▶ GIVEN PASSAGE:
# Oatmeal Cinnamon Soap



## yellowflower (Jul 20, 2007)

Ingredients:

      7.8 oz wt Castor Oil
      12.4 oz wt olive oil
      12 oz wt safflower oil
      38 oz wt Hydrogenated Soybean Oil
      9.2 oz wt lard

      30 fluid ounces water
      10.08 oz wt lye

      8 oz wt finely ground oatmeal was used as a filler
      1 tablespoon Ground Cinnamon as a colorant

Instructions:
In creating this soap I combined my lye solution, and oils at 120 degrees, and stirred to trace at 94 degrees. At trace I added my blenderized oatmeal and 1 tablespoon of Cinnamon to a large plastic measuring cup, and with a whisk combined them both together. Then I added three cups of my oil and lye solution, mixed well, and returned this mixture, back to my original mixture of oil and lye solution. The soap can be uncovered after 18 hours, and turned out of its mold in 24 hours. This recipe makes almost eight pounds of soap. It was left to cure for three weeks. This soap lathers well and is long lasting.


----------



## Guest (Jul 21, 2007)

nice recipe... i think we have a recipes area to put this in..


----------

▶ DATA EXTRACT:

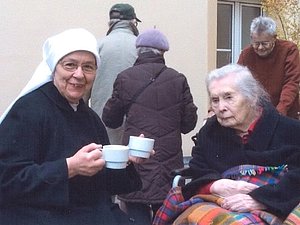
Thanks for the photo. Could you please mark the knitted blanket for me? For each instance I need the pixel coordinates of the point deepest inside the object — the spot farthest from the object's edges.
(205, 209)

▶ OBJECTIVE:
Return the part of the soap recipe from "8 oz wt finely" to "is long lasting.", copied word for word. The listing has no connection to the soap recipe.

▶ WRITTEN RESPONSE:
8 oz wt finely ground oatmeal was used as a filler
      1 tablespoon Ground Cinnamon as a colorant

Instructions:
In creating this soap I combined my lye solution, and oils at 120 degrees, and stirred to trace at 94 degrees. At trace I added my blenderized oatmeal and 1 tablespoon of Cinnamon to a large plastic measuring cup, and with a whisk combined them both together. Then I added three cups of my oil and lye solution, mixed well, and returned this mixture, back to my original mixture of oil and lye solution. The soap can be uncovered after 18 hours, and turned out of its mold in 24 hours. This recipe makes almost eight pounds of soap. It was left to cure for three weeks. This soap lathers well and is long lasting.